Pull out every line in the material below that contains the word "roof".
━━ Dataset records ━━
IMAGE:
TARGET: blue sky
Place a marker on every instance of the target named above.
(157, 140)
━━━
━━ Dataset records ━━
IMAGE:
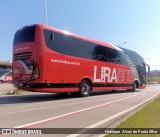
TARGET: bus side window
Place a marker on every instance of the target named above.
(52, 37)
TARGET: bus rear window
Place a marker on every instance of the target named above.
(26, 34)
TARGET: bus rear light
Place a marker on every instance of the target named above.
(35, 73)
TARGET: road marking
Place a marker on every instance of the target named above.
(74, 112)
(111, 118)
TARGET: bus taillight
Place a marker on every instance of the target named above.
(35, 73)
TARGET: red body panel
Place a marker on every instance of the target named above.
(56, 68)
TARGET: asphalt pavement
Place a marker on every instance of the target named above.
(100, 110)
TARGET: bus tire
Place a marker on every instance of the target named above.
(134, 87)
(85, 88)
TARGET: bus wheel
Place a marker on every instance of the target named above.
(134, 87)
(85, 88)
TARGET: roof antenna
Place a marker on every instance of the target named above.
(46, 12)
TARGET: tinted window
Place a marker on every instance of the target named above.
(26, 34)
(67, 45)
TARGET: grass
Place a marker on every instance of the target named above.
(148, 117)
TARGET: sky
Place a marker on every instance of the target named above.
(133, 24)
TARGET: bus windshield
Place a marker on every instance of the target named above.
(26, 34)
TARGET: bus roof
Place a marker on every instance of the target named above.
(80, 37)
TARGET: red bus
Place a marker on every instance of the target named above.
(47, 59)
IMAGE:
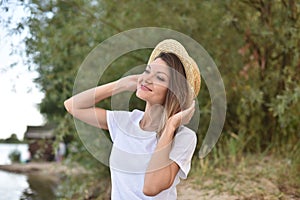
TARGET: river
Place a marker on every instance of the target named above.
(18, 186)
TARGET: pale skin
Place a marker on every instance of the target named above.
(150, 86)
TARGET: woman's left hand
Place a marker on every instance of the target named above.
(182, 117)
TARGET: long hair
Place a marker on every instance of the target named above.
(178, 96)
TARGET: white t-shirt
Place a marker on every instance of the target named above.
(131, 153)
━━━
Result:
TARGET: roof antenna
TARGET: bus roof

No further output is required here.